### Input material
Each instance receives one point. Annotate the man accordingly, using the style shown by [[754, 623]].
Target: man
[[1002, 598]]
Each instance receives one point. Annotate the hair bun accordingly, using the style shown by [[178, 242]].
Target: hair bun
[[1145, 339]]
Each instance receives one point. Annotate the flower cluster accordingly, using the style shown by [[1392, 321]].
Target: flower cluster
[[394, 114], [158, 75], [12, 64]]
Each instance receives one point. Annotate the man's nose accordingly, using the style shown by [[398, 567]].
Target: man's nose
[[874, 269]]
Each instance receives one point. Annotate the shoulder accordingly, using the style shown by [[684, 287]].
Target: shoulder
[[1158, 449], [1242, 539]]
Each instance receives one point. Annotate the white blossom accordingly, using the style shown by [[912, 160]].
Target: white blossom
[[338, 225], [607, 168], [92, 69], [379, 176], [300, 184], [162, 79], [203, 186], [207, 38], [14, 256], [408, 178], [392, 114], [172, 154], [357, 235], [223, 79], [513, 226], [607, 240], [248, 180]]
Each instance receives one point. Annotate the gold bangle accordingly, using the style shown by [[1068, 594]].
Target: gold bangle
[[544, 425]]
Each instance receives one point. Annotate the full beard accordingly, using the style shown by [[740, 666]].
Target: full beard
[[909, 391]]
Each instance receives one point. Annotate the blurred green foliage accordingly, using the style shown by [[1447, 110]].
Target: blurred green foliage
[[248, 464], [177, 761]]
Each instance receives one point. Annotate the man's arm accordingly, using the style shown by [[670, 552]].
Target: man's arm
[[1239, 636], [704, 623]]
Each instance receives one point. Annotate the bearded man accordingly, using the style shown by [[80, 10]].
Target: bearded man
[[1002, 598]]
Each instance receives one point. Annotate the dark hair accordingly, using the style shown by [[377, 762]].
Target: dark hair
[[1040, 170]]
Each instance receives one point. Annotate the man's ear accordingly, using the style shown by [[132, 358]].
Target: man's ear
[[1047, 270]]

### Directions
Rewrite every line of the records from the line with "Each instance receives one point. Annotate the hair" to the line with "[[1239, 636], [704, 623]]", shifting each coordinate in the answers by adding -130. Leave all other numbers unchanged.

### Problem solution
Each instance receives one point. Annotate the hair bun accordingly, using the style shown by [[178, 242]].
Target: hair bun
[[1015, 209]]
Each instance receives one point. Annotate the flower cluster accordingly, using the style shown by [[1392, 321]].
Target: flower cluster
[[264, -16], [28, -55], [-118, -66]]
Each instance receives one point. Annotate the man's nose accordingly, using the style shown by [[398, 567]].
Target: man's nose
[[744, 139]]
Each instance receives one point. Annotate the shoulder accordingly, using the style shown by [[684, 287]].
Target: shoulder
[[1028, 319], [1112, 409]]
Each instance receives one point. Annotate the white blossom accordingly, using the style shown by [[912, 160]].
Target: white blossom
[[208, 95], [477, 38], [-38, -61], [249, 46], [170, 54], [32, -51], [73, 56], [77, -92], [-116, 126], [278, 48], [262, -16], [42, 24], [227, 105], [93, -51], [383, 96], [477, 110], [118, 50]]
Each instance receives one point. Annotate the gold bangle accordingly, using the style shown by [[1068, 594]].
Target: gold bangle
[[414, 295]]
Each instance receives one point. Annotate the full beard accordingly, using the style shown by [[740, 666]].
Target: full beard
[[779, 261]]
Each instance receives one point. Annotate the blurred green foliage accordingly, using the style shown by [[1447, 110]].
Target: blurred green foliage
[[118, 334], [47, 631]]
Each instance receives one point. Annotate the man's arm accordingly, using the style shown by [[670, 552]].
Target: man's arm
[[1109, 506], [574, 493]]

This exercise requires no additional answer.